Goal:
Print these lines as a numbered list, skipping any blank lines.

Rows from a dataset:
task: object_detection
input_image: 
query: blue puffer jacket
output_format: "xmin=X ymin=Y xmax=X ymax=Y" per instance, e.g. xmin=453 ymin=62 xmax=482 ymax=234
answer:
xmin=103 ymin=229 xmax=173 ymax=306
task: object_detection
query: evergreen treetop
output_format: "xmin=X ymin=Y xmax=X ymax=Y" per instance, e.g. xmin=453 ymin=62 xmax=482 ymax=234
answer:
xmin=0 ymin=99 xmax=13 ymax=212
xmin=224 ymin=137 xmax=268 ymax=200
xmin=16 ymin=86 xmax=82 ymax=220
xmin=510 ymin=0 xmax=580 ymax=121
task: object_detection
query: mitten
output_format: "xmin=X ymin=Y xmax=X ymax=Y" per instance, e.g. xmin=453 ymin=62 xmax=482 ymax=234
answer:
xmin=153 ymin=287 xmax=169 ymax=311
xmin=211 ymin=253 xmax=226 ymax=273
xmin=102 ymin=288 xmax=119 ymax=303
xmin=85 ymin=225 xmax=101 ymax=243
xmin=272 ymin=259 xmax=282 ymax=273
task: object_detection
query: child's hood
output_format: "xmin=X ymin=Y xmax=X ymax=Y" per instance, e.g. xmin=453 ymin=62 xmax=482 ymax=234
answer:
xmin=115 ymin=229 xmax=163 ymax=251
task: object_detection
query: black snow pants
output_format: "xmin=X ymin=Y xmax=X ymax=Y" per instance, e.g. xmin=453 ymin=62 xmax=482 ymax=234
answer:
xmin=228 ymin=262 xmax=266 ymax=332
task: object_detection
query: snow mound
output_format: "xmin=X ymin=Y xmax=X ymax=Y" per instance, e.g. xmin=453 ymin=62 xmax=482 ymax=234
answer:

Written answer:
1. task: object_detection
2. input_image: 
3. query: blue puffer jacket
4. output_format: "xmin=X ymin=Y xmax=X ymax=Y" per instance, e.g. xmin=453 ymin=62 xmax=482 ymax=234
5. answer:
6. xmin=103 ymin=229 xmax=173 ymax=306
7. task: object_detection
8. query: evergreen treetop
9. output_format: "xmin=X ymin=Y xmax=X ymax=Y" per instance, e.g. xmin=453 ymin=62 xmax=482 ymax=234
10. answer:
11. xmin=0 ymin=99 xmax=13 ymax=212
12. xmin=224 ymin=137 xmax=268 ymax=200
13. xmin=16 ymin=86 xmax=82 ymax=220
14. xmin=510 ymin=0 xmax=580 ymax=121
15. task: object_detection
16. query: mitten
17. output_format: "xmin=X ymin=Y xmax=X ymax=Y" per instance, e.g. xmin=453 ymin=62 xmax=482 ymax=234
18. answer:
19. xmin=153 ymin=287 xmax=169 ymax=311
20. xmin=211 ymin=253 xmax=226 ymax=273
21. xmin=102 ymin=288 xmax=119 ymax=303
22. xmin=85 ymin=225 xmax=101 ymax=243
23. xmin=272 ymin=259 xmax=282 ymax=273
24. task: object_detection
25. query: child's hood
26. output_format: "xmin=X ymin=Y xmax=X ymax=Y" per instance, e.g. xmin=453 ymin=62 xmax=482 ymax=234
27. answer:
28. xmin=115 ymin=229 xmax=163 ymax=251
29. task: object_detection
30. query: black snow pants
31. output_format: "xmin=X ymin=Y xmax=X ymax=Y" per instance, e.g. xmin=453 ymin=62 xmax=482 ymax=234
32. answer:
33. xmin=228 ymin=262 xmax=266 ymax=332
34. task: object_detection
35. query: snow mound
36. output_format: "xmin=X ymin=Y xmax=X ymax=Y" per instance, e.g. xmin=453 ymin=62 xmax=482 ymax=234
37. answer:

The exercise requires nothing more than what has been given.